_THE PROBLEM_
Count the lines in the items below that contain the word "Please", and give only that number.

··· RECORDS FOR THIS TASK

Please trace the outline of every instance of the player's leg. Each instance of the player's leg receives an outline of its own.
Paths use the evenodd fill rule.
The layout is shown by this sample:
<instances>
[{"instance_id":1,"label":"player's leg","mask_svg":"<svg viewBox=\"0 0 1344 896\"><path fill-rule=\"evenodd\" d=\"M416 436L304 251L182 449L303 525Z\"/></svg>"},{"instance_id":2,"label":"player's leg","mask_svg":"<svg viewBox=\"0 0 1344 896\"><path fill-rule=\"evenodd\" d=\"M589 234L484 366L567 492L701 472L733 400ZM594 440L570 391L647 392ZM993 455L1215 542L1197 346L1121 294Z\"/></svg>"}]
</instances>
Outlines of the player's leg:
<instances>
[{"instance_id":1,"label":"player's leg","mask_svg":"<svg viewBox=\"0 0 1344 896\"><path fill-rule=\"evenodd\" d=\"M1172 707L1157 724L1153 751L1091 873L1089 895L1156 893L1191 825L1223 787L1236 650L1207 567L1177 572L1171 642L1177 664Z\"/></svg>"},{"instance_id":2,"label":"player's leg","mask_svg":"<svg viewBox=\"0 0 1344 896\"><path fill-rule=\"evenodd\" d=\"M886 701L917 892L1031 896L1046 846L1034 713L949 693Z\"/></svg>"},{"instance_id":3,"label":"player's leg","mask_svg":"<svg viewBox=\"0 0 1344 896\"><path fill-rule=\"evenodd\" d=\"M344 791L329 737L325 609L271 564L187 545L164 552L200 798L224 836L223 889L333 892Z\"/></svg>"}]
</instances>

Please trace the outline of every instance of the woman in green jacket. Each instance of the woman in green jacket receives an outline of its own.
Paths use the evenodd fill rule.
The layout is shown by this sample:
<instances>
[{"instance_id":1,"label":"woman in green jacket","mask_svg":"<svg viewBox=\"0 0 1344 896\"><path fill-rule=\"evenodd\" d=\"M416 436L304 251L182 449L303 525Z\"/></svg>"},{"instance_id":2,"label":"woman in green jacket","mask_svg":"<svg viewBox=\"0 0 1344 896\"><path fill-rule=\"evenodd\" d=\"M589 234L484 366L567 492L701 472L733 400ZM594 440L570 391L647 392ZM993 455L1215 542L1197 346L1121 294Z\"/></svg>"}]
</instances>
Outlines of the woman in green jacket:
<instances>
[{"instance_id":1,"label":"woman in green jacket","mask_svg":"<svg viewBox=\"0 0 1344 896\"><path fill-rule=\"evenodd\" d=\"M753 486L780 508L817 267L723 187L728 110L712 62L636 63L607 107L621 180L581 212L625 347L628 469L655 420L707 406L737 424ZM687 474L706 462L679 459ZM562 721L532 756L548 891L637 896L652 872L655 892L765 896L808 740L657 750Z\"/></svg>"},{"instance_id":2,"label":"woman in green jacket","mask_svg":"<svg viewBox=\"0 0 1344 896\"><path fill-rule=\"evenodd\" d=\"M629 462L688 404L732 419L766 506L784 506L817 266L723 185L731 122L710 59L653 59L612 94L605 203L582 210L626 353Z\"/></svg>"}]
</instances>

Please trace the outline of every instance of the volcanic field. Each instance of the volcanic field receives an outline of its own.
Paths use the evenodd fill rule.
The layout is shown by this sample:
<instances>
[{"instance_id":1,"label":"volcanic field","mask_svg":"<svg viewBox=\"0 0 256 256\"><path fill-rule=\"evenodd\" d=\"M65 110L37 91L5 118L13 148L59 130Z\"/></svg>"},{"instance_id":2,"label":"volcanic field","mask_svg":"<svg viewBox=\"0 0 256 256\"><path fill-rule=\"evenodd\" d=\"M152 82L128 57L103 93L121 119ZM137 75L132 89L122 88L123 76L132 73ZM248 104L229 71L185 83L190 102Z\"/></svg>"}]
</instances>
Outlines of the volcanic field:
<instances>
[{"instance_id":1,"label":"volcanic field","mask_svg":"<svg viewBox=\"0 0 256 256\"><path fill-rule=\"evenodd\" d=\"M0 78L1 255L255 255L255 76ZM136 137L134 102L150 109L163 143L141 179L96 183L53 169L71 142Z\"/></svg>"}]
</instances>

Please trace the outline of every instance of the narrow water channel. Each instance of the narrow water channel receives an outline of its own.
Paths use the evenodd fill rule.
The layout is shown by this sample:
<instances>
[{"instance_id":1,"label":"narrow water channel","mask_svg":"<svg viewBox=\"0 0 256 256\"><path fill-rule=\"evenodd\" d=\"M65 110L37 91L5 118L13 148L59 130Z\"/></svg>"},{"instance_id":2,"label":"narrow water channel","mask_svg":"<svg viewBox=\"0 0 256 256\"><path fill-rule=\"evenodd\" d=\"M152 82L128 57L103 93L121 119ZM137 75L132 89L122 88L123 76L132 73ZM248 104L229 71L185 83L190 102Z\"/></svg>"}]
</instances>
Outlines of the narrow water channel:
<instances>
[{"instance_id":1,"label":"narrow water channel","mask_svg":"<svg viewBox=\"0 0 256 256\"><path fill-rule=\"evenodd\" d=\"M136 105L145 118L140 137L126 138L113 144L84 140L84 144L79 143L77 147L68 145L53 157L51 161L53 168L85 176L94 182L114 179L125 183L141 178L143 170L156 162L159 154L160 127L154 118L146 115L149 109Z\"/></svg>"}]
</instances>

······

_COMPLETE RESPONSE_
4